- [RAW DATA]
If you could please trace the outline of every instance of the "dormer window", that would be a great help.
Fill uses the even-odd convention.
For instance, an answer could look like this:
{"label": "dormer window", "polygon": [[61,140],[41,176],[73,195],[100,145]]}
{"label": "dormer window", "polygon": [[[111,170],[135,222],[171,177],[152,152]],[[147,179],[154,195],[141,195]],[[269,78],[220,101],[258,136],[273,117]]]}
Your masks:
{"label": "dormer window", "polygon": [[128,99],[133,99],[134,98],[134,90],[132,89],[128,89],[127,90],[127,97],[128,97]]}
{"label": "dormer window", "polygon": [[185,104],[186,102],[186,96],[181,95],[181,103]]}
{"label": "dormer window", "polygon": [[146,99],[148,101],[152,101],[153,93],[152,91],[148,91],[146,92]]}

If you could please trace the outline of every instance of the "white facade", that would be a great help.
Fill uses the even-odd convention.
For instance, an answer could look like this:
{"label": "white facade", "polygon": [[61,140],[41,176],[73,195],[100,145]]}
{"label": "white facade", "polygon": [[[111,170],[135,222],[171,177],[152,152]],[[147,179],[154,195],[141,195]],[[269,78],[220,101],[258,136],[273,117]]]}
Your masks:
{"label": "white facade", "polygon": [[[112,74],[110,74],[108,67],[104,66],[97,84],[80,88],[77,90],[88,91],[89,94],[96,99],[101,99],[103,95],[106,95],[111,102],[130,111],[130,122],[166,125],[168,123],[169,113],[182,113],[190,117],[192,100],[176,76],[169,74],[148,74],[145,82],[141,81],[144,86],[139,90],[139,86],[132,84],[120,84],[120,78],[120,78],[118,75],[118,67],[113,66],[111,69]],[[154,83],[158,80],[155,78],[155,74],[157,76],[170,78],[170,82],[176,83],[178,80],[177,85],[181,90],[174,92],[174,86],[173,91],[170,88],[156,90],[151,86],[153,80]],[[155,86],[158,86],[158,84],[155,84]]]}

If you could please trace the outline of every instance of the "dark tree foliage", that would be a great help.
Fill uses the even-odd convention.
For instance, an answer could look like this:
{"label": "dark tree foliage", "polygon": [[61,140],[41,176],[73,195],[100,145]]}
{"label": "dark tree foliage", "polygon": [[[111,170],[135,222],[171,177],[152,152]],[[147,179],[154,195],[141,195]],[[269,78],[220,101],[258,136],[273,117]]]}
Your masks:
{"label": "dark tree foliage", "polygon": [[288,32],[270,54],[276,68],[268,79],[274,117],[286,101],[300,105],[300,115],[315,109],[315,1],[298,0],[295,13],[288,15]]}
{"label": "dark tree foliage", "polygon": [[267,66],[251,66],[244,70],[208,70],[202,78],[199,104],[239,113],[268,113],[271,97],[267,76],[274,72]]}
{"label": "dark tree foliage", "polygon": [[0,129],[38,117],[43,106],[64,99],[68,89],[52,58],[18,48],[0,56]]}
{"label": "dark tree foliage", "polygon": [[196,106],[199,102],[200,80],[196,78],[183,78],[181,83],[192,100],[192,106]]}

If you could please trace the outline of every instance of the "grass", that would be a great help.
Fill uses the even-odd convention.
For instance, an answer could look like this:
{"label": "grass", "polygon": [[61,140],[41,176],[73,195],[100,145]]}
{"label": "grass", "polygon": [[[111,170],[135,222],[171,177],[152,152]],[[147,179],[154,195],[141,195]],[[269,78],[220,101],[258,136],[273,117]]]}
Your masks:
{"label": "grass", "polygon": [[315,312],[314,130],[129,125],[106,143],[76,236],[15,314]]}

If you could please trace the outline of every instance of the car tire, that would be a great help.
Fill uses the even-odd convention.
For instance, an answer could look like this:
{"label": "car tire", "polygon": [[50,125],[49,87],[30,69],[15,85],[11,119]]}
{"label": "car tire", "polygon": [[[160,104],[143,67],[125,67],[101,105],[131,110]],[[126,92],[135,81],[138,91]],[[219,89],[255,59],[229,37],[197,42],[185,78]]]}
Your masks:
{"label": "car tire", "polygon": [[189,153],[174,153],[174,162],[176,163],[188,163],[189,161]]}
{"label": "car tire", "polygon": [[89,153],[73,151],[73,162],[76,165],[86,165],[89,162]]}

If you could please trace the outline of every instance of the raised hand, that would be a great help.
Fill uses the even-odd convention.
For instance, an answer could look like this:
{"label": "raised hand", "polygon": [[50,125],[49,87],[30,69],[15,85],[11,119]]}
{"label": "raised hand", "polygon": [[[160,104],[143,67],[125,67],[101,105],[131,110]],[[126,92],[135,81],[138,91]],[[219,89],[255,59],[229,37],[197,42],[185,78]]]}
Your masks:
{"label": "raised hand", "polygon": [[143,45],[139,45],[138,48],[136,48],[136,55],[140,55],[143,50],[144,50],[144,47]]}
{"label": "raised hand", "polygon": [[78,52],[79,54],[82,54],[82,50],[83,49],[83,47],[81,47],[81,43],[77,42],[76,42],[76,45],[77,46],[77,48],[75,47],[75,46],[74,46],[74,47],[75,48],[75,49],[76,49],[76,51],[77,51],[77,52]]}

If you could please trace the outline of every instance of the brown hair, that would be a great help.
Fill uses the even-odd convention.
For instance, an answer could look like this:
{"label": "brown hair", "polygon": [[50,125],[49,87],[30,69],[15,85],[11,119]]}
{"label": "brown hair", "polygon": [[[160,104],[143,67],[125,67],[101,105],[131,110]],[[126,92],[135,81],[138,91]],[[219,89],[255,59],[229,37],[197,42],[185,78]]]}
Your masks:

- [PROBLEM DESCRIPTION]
Arrange every line of the records above into a single numbered list, omitting all blank lines.

- [ANSWER IN FULL]
1. If you could please trace the outline of every instance of the "dormer window", that would be a great help.
2. Fill uses the even-odd convention.
3. For instance, an answer could look like this:
4. {"label": "dormer window", "polygon": [[61,140],[41,176],[73,195],[100,145]]}
5. {"label": "dormer window", "polygon": [[[111,170],[135,222],[171,177],[152,152]],[[147,179],[154,195],[141,195]],[[269,78],[220,101],[258,136],[273,117]]]}
6. Your masks:
7. {"label": "dormer window", "polygon": [[128,99],[133,99],[134,98],[134,90],[132,89],[128,89],[127,90],[127,97],[128,97]]}
8. {"label": "dormer window", "polygon": [[185,104],[186,102],[186,96],[181,95],[181,103]]}
9. {"label": "dormer window", "polygon": [[146,99],[148,101],[152,101],[153,93],[152,91],[148,91],[146,92]]}
10. If you could please trace the outline of every instance of the "white facade", that would be a great help.
11. Fill uses the even-odd convention.
12. For instance, an answer could look like this:
13. {"label": "white facade", "polygon": [[61,140],[41,176],[73,195],[100,145]]}
14. {"label": "white facade", "polygon": [[[111,170],[135,222],[171,177],[152,152]],[[147,179],[154,195],[141,195]],[[269,78],[220,101],[258,136],[273,117]]]}
15. Your masks:
16. {"label": "white facade", "polygon": [[[112,74],[110,74],[108,67],[104,66],[97,84],[80,88],[77,90],[88,91],[89,94],[96,99],[101,99],[103,95],[106,95],[111,102],[130,111],[130,122],[166,125],[168,123],[169,113],[182,113],[190,117],[192,100],[176,76],[169,74],[148,74],[145,82],[141,81],[144,86],[139,90],[139,86],[132,84],[120,84],[120,78],[120,78],[118,75],[118,67],[113,66],[111,69]],[[154,83],[158,80],[155,78],[155,74],[157,76],[170,78],[170,82],[176,83],[178,80],[177,85],[181,90],[174,92],[174,86],[173,91],[170,88],[156,90],[151,86],[153,80]],[[155,86],[158,86],[158,84],[155,84]]]}
17. If you could please trace the outline of every instance of the "dark tree foliage", that would be a great help.
18. Fill uses the even-odd convention.
19. For instance, an answer could look like this:
20. {"label": "dark tree foliage", "polygon": [[61,140],[41,176],[73,195],[100,145]]}
21. {"label": "dark tree foliage", "polygon": [[[111,170],[135,222],[171,177],[152,152]],[[147,179],[154,195],[141,195]],[[269,78],[220,101],[258,136],[273,117]]]}
22. Your masks:
23. {"label": "dark tree foliage", "polygon": [[288,32],[270,54],[276,68],[268,79],[274,117],[286,101],[300,105],[300,115],[315,109],[315,1],[298,0],[295,13],[288,15]]}
24. {"label": "dark tree foliage", "polygon": [[267,66],[251,66],[244,70],[208,70],[202,78],[199,104],[239,113],[268,113],[271,97],[267,76],[274,72]]}
25. {"label": "dark tree foliage", "polygon": [[0,129],[38,117],[43,106],[64,99],[68,89],[52,58],[18,48],[0,56]]}
26. {"label": "dark tree foliage", "polygon": [[196,106],[199,102],[200,80],[196,78],[183,78],[181,83],[192,100],[192,106]]}
27. If you could please trace the outline of every instance of the "grass", that would be a great help.
28. Fill uses the even-odd convention.
29. For instance, an answer could look like this:
30. {"label": "grass", "polygon": [[61,140],[41,176],[73,195],[100,145]]}
31. {"label": "grass", "polygon": [[[111,170],[135,222],[171,177],[152,152]],[[147,179],[154,195],[141,195]],[[269,78],[220,101],[258,136],[273,117]]]}
32. Your masks:
33. {"label": "grass", "polygon": [[315,312],[314,130],[129,125],[106,143],[76,236],[15,314]]}
34. If you could please trace the outline of every instance of the car tire, that would be a great help.
35. Fill uses the even-odd convention.
36. For instance, an answer could look like this:
37. {"label": "car tire", "polygon": [[50,125],[49,87],[30,69],[15,85],[11,119]]}
38. {"label": "car tire", "polygon": [[[160,104],[143,67],[125,67],[101,105],[131,110]],[[126,92],[135,81],[138,91]],[[219,89],[255,59],[229,37],[197,42],[185,78]]]}
39. Your masks:
40. {"label": "car tire", "polygon": [[189,153],[174,153],[174,162],[176,163],[188,163],[189,161]]}
41. {"label": "car tire", "polygon": [[89,153],[73,151],[73,162],[76,165],[86,165],[89,162]]}
42. If you could please trace the outline of every instance of the raised hand, that would be a great help.
43. Fill uses the even-odd convention.
44. For instance, an answer could look like this:
45. {"label": "raised hand", "polygon": [[50,125],[49,87],[30,69],[15,85],[11,119]]}
46. {"label": "raised hand", "polygon": [[[160,104],[143,67],[125,67],[101,105],[131,110]],[[126,92],[135,81],[138,91]],[[219,89],[255,59],[229,37],[197,42],[185,78]]]}
47. Your masks:
48. {"label": "raised hand", "polygon": [[143,45],[139,45],[138,48],[136,48],[136,55],[140,55],[143,50],[144,50],[144,47]]}
49. {"label": "raised hand", "polygon": [[78,52],[79,54],[82,54],[82,50],[83,49],[83,47],[81,47],[81,43],[77,42],[76,42],[76,45],[77,46],[77,48],[75,47],[75,46],[74,46],[74,47],[75,48],[75,49],[76,49],[76,51],[77,51],[77,52]]}
50. If you could please trace the outline of every instance of the brown hair, that would be a great help.
51. Fill uses the even-odd convention.
52. For instance, an answer could look like this:
53. {"label": "brown hair", "polygon": [[50,125],[49,87],[30,69],[15,85],[11,119]]}
54. {"label": "brown hair", "polygon": [[[160,104],[143,67],[125,67],[101,105],[131,110]],[[126,92],[135,81],[138,91]],[[219,89],[255,59],[229,37],[197,42],[185,78]]]}
55. Your masks:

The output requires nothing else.